### EXERCISE OBJECTIVE
From first line to last, retype the data exactly.

(Point localization data)

● ● ● ● ● ● ●

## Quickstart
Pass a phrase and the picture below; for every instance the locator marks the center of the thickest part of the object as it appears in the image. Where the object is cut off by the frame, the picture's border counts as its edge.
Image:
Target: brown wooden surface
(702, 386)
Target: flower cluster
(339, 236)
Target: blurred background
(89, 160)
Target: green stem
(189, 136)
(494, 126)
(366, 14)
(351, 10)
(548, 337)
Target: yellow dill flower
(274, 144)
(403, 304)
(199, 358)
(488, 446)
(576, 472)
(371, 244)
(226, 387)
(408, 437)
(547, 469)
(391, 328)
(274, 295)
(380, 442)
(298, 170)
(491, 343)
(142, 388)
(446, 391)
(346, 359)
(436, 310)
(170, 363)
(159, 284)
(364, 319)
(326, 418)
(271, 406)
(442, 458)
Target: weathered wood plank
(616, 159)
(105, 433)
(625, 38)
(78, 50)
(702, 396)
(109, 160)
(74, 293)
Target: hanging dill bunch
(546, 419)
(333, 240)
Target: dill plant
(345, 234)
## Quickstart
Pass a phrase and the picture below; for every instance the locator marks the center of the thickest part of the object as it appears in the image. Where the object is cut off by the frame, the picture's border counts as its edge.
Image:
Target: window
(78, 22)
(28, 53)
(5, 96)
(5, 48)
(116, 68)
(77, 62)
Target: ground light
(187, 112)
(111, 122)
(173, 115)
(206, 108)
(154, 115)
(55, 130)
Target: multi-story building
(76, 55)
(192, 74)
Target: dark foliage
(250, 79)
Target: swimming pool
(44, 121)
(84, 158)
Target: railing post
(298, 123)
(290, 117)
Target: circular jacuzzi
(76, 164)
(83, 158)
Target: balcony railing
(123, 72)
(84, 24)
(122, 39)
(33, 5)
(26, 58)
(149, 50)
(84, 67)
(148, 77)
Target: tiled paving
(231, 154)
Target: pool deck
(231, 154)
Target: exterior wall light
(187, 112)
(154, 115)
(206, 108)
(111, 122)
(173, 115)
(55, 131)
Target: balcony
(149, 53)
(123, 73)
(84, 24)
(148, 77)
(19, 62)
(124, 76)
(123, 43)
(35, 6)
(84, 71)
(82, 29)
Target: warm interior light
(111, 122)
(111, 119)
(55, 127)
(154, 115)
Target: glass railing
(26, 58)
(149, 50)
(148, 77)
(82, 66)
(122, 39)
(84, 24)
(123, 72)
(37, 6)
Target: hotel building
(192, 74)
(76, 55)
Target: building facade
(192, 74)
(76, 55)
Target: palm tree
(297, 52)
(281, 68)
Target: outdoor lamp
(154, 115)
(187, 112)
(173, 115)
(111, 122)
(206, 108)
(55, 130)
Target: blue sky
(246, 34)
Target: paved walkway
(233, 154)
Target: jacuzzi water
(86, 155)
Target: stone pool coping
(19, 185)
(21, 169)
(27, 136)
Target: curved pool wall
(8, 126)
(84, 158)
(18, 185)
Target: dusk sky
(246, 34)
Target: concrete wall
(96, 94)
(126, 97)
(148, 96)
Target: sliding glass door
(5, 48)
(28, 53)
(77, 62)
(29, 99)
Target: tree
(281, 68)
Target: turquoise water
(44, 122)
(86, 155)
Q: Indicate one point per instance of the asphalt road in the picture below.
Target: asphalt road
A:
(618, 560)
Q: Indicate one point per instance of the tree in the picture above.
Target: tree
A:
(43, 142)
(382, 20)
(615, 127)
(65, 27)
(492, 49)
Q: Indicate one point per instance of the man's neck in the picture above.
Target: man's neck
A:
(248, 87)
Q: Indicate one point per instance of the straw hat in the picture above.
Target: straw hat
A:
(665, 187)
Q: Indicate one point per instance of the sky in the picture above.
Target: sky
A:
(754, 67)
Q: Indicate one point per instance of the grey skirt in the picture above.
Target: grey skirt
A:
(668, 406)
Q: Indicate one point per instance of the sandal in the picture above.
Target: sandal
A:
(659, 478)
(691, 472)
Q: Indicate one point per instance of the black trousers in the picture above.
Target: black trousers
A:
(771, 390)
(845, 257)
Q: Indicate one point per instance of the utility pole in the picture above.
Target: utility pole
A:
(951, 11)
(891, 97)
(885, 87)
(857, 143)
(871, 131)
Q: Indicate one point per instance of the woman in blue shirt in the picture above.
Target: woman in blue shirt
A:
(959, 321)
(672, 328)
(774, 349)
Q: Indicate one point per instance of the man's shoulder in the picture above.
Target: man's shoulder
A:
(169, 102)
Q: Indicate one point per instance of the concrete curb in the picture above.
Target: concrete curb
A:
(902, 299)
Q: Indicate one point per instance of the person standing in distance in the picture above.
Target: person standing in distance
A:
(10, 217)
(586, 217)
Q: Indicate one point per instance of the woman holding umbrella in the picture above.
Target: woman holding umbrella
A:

● ● ● ● ● ● ●

### TASK RESPONSE
## Quickstart
Pass a phrase and the picture below; for every instance the locator marks the center of the thickest part of the object as it appears in the image. Where the object is cut off by the frame, the picture's border counts as its edge.
Image:
Target: brown wooden surface
(702, 386)
Target: flower cluster
(339, 236)
Target: blurred background
(89, 160)
Target: green stem
(189, 136)
(494, 126)
(366, 14)
(351, 10)
(548, 337)
Target: yellow dill flower
(274, 144)
(403, 304)
(199, 358)
(488, 446)
(576, 472)
(371, 244)
(226, 387)
(408, 437)
(547, 469)
(391, 328)
(274, 295)
(380, 442)
(298, 170)
(491, 343)
(142, 388)
(446, 391)
(346, 359)
(436, 310)
(170, 363)
(159, 284)
(364, 319)
(326, 418)
(271, 406)
(442, 458)
Target: weathered wood plank
(616, 159)
(105, 433)
(625, 38)
(78, 50)
(702, 396)
(109, 160)
(74, 293)
Target: hanging dill bunch
(546, 419)
(333, 240)
Target: dill plant
(345, 234)
## Quickstart
Pass a phrase and the picture below; for every instance the locator marks the center of the thickest part of the object as it appears in the image. Where the object is cut off by the frame, the picture's border counts as its edge.
Image:
Target: window
(78, 22)
(28, 53)
(5, 96)
(5, 48)
(116, 68)
(77, 62)
Target: ground light
(187, 112)
(111, 122)
(173, 115)
(206, 108)
(154, 115)
(55, 130)
Target: multi-story building
(76, 55)
(192, 74)
Target: dark foliage
(250, 79)
Target: swimming pool
(44, 121)
(84, 158)
Target: railing post
(298, 123)
(290, 117)
Target: circular jacuzzi
(76, 164)
(83, 158)
Target: balcony railing
(123, 72)
(84, 24)
(122, 39)
(33, 5)
(26, 58)
(149, 50)
(84, 67)
(148, 77)
Target: tiled paving
(231, 154)
Target: pool deck
(231, 154)
Target: exterior wall light
(187, 112)
(154, 115)
(206, 108)
(111, 122)
(173, 115)
(55, 131)
Target: balcony
(149, 53)
(123, 73)
(84, 24)
(148, 77)
(19, 62)
(124, 76)
(123, 43)
(35, 6)
(84, 71)
(82, 29)
Target: warm interior light
(111, 122)
(111, 119)
(55, 127)
(154, 115)
Target: glass railing
(26, 58)
(149, 50)
(148, 77)
(82, 66)
(122, 39)
(84, 24)
(123, 72)
(37, 6)
Target: hotel building
(192, 74)
(76, 55)
Target: building facade
(192, 74)
(76, 55)
Target: palm tree
(297, 52)
(281, 68)
Target: outdoor lamp
(154, 115)
(187, 112)
(173, 115)
(111, 122)
(206, 108)
(55, 130)
Target: blue sky
(246, 34)
Target: paved walkway
(233, 154)
Target: jacuzzi water
(86, 155)
Target: stone pool coping
(19, 185)
(21, 169)
(27, 136)
Target: curved pool wall
(8, 126)
(84, 158)
(18, 185)
Target: dusk sky
(246, 34)
Target: concrete wall
(96, 94)
(126, 97)
(148, 96)
Target: sliding glass door
(5, 48)
(28, 53)
(77, 62)
(29, 99)
Target: tree
(281, 68)
Target: turquoise water
(44, 122)
(86, 155)
Q: Indicate one point per instance of the asphalt road in the picture below.
Target: asphalt road
A:
(618, 560)
Q: Indicate one point per instance of the tree in the picture above.
Target: tree
A:
(43, 142)
(382, 20)
(615, 127)
(65, 27)
(492, 49)
Q: Indicate one point per instance of the man's neck in the picture above.
Target: man's neck
A:
(248, 87)
Q: Indicate one point per instance of the straw hat in the picture above.
Target: straw hat
A:
(665, 187)
Q: Indicate one point per instance of the sky in the picture above.
Target: sky
A:
(754, 67)
Q: Indicate one point per instance of the grey skirt in the picture above.
Target: grey skirt
A:
(668, 406)
Q: Indicate one point per instance of the sandal in the picture above.
Target: sandal
A:
(659, 478)
(691, 472)
Q: Indicate one point per instance of the black trousers in the picture above.
Target: black trousers
A:
(771, 390)
(845, 257)
Q: Indicate one point per instance of the utility pole in the picture above.
Target: utility pole
A:
(951, 11)
(891, 97)
(885, 87)
(857, 143)
(871, 131)
Q: Indicate one point per instance of the woman in blue shirt in the picture above.
Target: woman in blue shirt
A:
(959, 321)
(672, 328)
(774, 349)
Q: Indicate one point per instance of the man's shoulder in the picture above.
Target: man's shoulder
A:
(169, 102)
Q: Indicate one point per instance of the concrete curb in the picture above.
Target: concrete curb
A:
(902, 299)
Q: Indicate one point per instance of the person standing in distance in the picture above.
Target: person standing in distance
A:
(10, 217)
(586, 217)
Q: Indicate one point per instance of the woman holding umbrella in the picture above.
Target: woman holding umbrella
A:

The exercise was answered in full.